— Start of Text —
## Script 
This script reads a input file name "input.dat" and returns top 5 matching data from the knowledge graph. 

## The knowledge graph 
It is hosted in the graph database neo4j. With py2neo, a package which helps to connect neo4j with python, we connect to the database. We run the query to return the most matching words from the list of query words named "input.dat". Before running this script, you must have loaded the knowledge graph(db.csv) in the neo4j graph and should be running. The instructions for loading the knowledge graph is mentioned in the README.md file in github. 

## Format for input.dat
 The file must contain query words seperated by commas. And the query words must be contained in the graph. For eg:
 fawn,pet

In [129]:
import time
import pandas as pd
from py2neo import Graph, Node
graph = Graph(password = "rosebay")

In [130]:
# Read the input query words from the dat file
query_words = [word.split(',') for word in open("input.dat","r").readlines()][0]
query_words

['captain', 'chair']

## Recursive Neighbor algorithm based on Breadth First Search

### Finding the first neighbors for each query word  

In [131]:
d = {}
'''
The dictionary d will store the neighbor for each query node and the distances between them.
'''
for each in query_words:
    query1 = '''
    MATCH (n:Word)-[r]->(n2:Word) where n.name= '%s' RETURN n2.name as words,r.weight as %s order by %s asc
    '''%(each,each,each)
— End of Text —
**Exercise task:** Reproduce the passage of the knowledge graph script text starting at "## The knowledge" and ending at "file in github.".
— Start of Dataset section —
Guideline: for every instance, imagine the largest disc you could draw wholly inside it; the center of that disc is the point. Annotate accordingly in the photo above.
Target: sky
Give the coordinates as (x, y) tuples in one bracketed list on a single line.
— End of Dataset section —
**Response:**
## The knowledge graph 
It is hosted in the graph database neo4j. With py2neo, a package which helps to connect neo4j with python, we connect to the database. We run the query to return the most matching words from the list of query words named "input.dat". Before running this script, you must have loaded the knowledge graph(db.csv) in the neo4j graph and should be running. The instructions for loading the knowledge graph is mentioned in the README.md file in github.